| THINGS TO DO |
[a] Reproduce the forum thread on bow hand shock and accuracy, everything from "If the handshock" down to "a reach IMO.".
[b] Pick up the forum thread on bow hand shock and accuracy after its last post and keep it going.

| PASSAGE TO READ |
· · ·

As mentioned above is a similar type comparison with a gun using a suppressor vs no suppressor .... I have been shooting a Remington 700 sps for several years with no suppressor and am a decent shot with it. During those years (with no suppressor or muzzle break) it kicked like a sob as it had a shorter barrel. Due to knowing how it will kick and to protect my shoulder, I would instinctively tense up/flex certain muscles in my shoulders and arms to take the kick/abuse easier. Doing this over time exerts the muscles quicker, which causes bad form and trigger pull. It’s all related from the mind executing the shot, including controlling the muscles actions to take the heavy recoil if I don’t want a severely bruised shoulder/injury after several shot. shooting a gun or bow to be most accurate through the whole shot process it’s best to have a steady firm base but to have a semi relaxed smooth trigger (and or release) pull at the shot for consistent accuracy. This will create correct muscle memory over time with a smooth shot execution. So a couple months ago I got a high dollar suppressor (yes legally) for my 700 and was amazed how it took away so much recoil and noise. Right away, it made the shot execution so much more enjoyable. After I got use to this over several shots, I noticed I had a much better and easier shot process. I was not tensing up muscles to take the heavy recoil and it made for a much easier and more consistent shot process as muscles in my upper extremities were more relaxed and not as tensed up. I noticed this made each shot process and trigger pull more consistent especially over time, which resulted in better accuracy. I went from a consistent 3/4” 3 shot group at 100 yards to nearly a 1/2” 3 shot group with the can and after several shots my accuracy is more consistent in the long run as my muscles aren’t getting tired. I know the recoil of shooting a gun vs the vibration (recoil) of shooting a bow is much more but it has the same effect but on a smaller scale. So imo a bow with noticeably less vibration at the shot will be more enjoyable to shoot, which will make the shot process easier, form better and more accurate especially after several shots. I just got a new bow with less vibe and after two weeks of shooting it I went back and shot my older bow with more vibration and it was noticeable in a negative way for me. This is just my experiences..

And remember guys target archers are shooting those giant tuning forks usually in the easy 50-60 pound range ;-)’

From: GF
18-Jan-19
More importantly, it’s PAT’s site. And he’s pretty gun-friendly ;)

How about this?

If the handshock is painful or unpleasant, very few shooters will be able to shoot that bow on a regular basis without developing some bad habits which will compromise accuracy sooner or later.

Mind over matter - if you don’t mind, it don’t matter.

From: Ermine
19-Jan-19
I would say they arent more accurate

19-Jan-19
No. Comparing hand shock to rifle recoil is a bit of a reach IMO.

· · ·

| LISTING |

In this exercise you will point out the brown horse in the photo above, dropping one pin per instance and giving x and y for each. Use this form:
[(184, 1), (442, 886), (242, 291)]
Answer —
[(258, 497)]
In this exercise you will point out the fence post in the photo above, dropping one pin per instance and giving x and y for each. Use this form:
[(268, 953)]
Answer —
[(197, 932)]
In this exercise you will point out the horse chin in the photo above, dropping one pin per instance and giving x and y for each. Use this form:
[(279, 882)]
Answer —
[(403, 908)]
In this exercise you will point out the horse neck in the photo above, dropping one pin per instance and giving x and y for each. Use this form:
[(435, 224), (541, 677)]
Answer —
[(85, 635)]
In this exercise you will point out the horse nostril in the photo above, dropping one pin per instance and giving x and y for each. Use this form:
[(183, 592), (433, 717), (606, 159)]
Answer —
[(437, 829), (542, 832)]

· · ·

| THE RESPONSES |
[a]
If the handshock is painful or unpleasant, very few shooters will be able to shoot that bow on a regular basis without developing some bad habits which will compromise accuracy sooner or later.

Mind over matter - if you don’t mind, it don’t matter.

From: Ermine
19-Jan-19
I would say they arent more accurate

19-Jan-19
No. Comparing hand shock to rifle recoil is a bit of a reach IMO.

[b]
19-Jan-19
A nice, quiet, dead in hand bow is more enjoyable to shoot no doubt. I have a 20 plus year old Mathews that I’ve kept set up for sentimental value...every once in a while I’ll shoot it and I’m always blown away at the shock and vibration. Bows that are nice and fun to shoot will lead to more practice and better accuracy IMO.

From: RogBow
19-Jan-19
I won't even take a bow off the rack if I don't see fixed yokes, tunability is where it is at not hand shock for which there is so little in bows these days anyway.

From: Elkslaya
19-Jan-19
My bow is fast, dead in the hand, and accurate. My previous bow, 82nd Airborne hurt my shoulder so much, I never noticed if it was dead in the hand or not. It was accurate though ;)

From: ELKMAN
20-Jan-19
It 100% absolutely does not...

From: DMTJAGER
28-Jan-19
Just one bow hunters thoughts and opinions based on shooting compounds for over 30 years. First compound I owned was a York Excalibur with a WODDEN riser no less!!! When was the last time ANYBODY made a compound with a wooden riser? I've since owned bows form Golden Eagle, Browning, High Country, PSE, Hoyt, Bowtech, Elite, a few I that escape me at this moment and my current favorite Darton. In all my decades of shooting compounds countless 100s of thousands of times I never even heard of let alone sensed hand shock or vibration when shooting a bow until I heard of it on a website like this one and then as I do know are 100% absolutely certain of this concerning hand shock and vibration as it applies to shooting compound bows.

100% B.S. and hype used by bow manufacturers to help sell their product and is AT BEST 100% purely a matter of SUBJECTIVE personal opinion and nothing more and has no real world affect on compound bow accuracy unless the archer THEMSELVES allow it to, hence the SUBJECTIVE part. Bow manufacturers found a unavoidable totally harmless characteristic that is common to all compound bows and some savvy sales exec ran with it. To ME compound bow hand shock and vibration have as much impact and importance on my shooting a bow well as the comfort and ride of my vehicle as I drive to and from my hunting area. One might prefer a vehicle that rides smooth as silk others like me it doesn't matter even 0.0001% both of us will get to and from our hunting areas 100% successfully every time and in the totality of the hunt it mattered exactly nothing in our success or failure.

100% marketing hype nothing more.

From: SaddleReaper
28-Jan-19
Sound is the dissipation or byproduct of vibration..... therefore a bow that is "vibration free" is likely to be quieter than one that is "not" (removing the variable of accessories). Fact is, they all produce vibration... no compound bow on the market today is 100% efficient in terms of energy input vs output. Perceivable vibration is very subjective however... since its what the user feels. So, unless accelerometers are being used to measure and substantiate the "dead in the hand/ no vibration" claims... those claims should be taken with a grain of salt.

In my time developing archery equipment I've watched and produced a lot of high speed camera footage. Its amazing to see what happens at the shot to rigid metallic and non metallic parts. One thing I've never had at my disposal though is an anechoic chamber to accurately measure sound output. I would venture to guess many archery companies (smaller ones especially) don't utilize the aforementioned equipment during R&D, product development, and testing. With the exception of a high speed camera... since those are easy to get ahold of.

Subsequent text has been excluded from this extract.